Extrait choisi
Durant le trajet, nous verrons justement Hassan pratiquer l'aumône à une paysanne lourdement chargée à laquelle il donne un peu de l'assortiment de fruits secs dont nous ne voulons plus.

Parfaitement connaisseur de nos mentalités, il entre dans de grandes discussions avec les uns et les autres, notamment sur le sujet de la famille. Tout en reconnaissant que son père a l'esprit très large (Hassan est le 4ème de 7 enfants, vit dans son propre appartement à Marrakech, et "sort" avec Estelle, une Française, depuis quelques mois, mais c'est son père qui lui a enseigné son métier de guide, puis il a suivi une formation dans la première école du pays ouverte dans sa vallée d'Azilal, complétée d'une spécialisation de guide de moyenne montagne dans les Alpes françaises), il insiste sur la très grande importance du respect des enfants envers l'autorité de leurs parents. Il trouve impensable (et même à la limite scandaleux, même s'il ne le dit pas) que l'on puisse "placer" les anciens en maison de retraite : les enfants ont le devoir de s'occuper personnellement des parents jusqu'au bout, même et y compris si cela signifie le sacrifice de l'un des enfants (et bien plus probablement de la belle-fille, je pense in petto, sans le lui dire).

En fait, dans ces villages, il semble que chacun ait sa place, selon ses moyens. A Ait Ahmad, nous voyons un jeune qui semble un peu débile et qui, paraît-il, est né sans langue (signe d'une consanguinité probable au fond de ces vallées d'où les gens sortent peu) qui s'occupe à garder les chèvres. A Ait Zitoun, une petite fille très vive affublée d'un bec de lièvre réclamait avec insistance de jouer avec nous aux cartes : ce sont les mêmes cartes espagnoles que celles utilisées pour le mus qui servent au Maroc. A Imin'Tala, chez la propriétaire du dernier gîte (une femme, contrairement aux deux jours précédents où c'était des hommes), trois petites vieilles font du tissage, la plus ancienne, presque aveugle, est chargée de faire les noeuds. Notre hôtesse explique que les grands tapis sont réservés à l'usage familial alors que les petits (dont elle va nous chercher un exemplaire que je trouve moins beau et moins typique que celui qui est en cours sur le métier à tisser) sont vendus aux touristes.

Hassan nous a amenés chez elle pour nous faire voir comment on fait traditionnellement le pain. Ce qui est amusant, c'est qu'en fait, pour leur propre consommation, les femmes le cuisent au four à gaz, et non plus contre la terre cuite qui entoure le foyer de la cheminée... La démonstration était juste pour les touristes ! La cuisine offre d'ailleurs un mélange pittoresque de tradition et de modernité, de même que les autres pièces de la maison, dont la terrasse est équipée d'une parabole affublée d'un linge sur le capteur, signe que la télé ne fonctionne pas beaucoup.

Données fournies
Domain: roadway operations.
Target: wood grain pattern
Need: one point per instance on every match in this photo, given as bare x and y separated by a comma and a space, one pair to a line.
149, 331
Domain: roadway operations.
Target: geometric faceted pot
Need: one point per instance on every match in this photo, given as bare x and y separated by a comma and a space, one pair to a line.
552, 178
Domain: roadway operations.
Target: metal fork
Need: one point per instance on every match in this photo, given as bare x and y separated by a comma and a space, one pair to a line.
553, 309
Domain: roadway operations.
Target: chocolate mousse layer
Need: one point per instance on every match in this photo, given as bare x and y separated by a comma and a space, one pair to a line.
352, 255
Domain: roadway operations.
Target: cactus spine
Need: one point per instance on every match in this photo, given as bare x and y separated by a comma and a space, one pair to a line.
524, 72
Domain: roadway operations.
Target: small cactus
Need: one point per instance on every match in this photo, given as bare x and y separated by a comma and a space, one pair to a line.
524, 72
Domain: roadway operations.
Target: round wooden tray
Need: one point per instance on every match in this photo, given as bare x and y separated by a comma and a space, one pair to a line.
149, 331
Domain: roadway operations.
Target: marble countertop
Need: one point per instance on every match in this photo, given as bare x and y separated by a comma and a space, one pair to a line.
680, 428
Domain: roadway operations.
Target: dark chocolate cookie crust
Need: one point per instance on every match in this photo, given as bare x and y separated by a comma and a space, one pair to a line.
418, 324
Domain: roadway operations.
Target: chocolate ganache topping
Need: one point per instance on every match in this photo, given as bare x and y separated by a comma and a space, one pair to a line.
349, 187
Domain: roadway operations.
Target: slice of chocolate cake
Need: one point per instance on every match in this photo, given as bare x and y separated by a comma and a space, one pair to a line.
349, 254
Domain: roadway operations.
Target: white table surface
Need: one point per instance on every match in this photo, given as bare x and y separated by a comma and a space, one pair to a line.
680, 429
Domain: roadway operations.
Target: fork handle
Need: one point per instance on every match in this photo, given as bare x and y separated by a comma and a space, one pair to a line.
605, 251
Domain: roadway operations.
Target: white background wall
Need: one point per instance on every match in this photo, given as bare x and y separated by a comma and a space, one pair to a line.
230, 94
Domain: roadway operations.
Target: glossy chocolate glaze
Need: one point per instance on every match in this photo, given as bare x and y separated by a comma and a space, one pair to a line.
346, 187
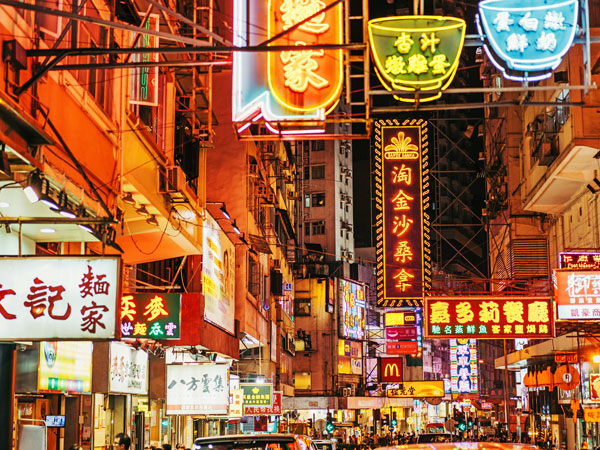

Consigne 1
Recopiez fidèlement le passage de l'extrait choisi qui va de « Durant le trajet, nous » jusqu'à « ne voulons plus. ».
Consigne 2
D'après l'extrait choisi, dans quel lieu Hassan a-t-il suivi sa spécialisation de guide de moyenne montagne ?
Consigne 3
Indiquez si chacune des affirmations suivantes concorde avec l'extrait choisi en répondant par oui ou par non. Citez à chaque fois les mots du texte qui permettent de trancher.
(a) Hassan est le quatrième d'une fratrie de sept enfants.
(b) À Imin'Tala, le dernier gîte était tenu par un homme.
(c) Pour leur propre consommation, les femmes cuisent le pain au four à gaz.

Corrigé détaillé 1
Durant le trajet, nous verrons justement Hassan pratiquer l'aumône à une paysanne lourdement chargée à laquelle il donne un peu de l'assortiment de fruits secs dont nous ne voulons plus.

Corrigé détaillé 2
Dans les Alpes françaises.

Corrigé détaillé 3
(a) Oui : « Hassan est le 4ème de 7 enfants ».
(b) Non : « chez la propriétaire du dernier gîte (une femme, contrairement aux deux jours précédents où c'était des hommes) ».
(c) Oui : « pour leur propre consommation, les femmes le cuisent au four à gaz ».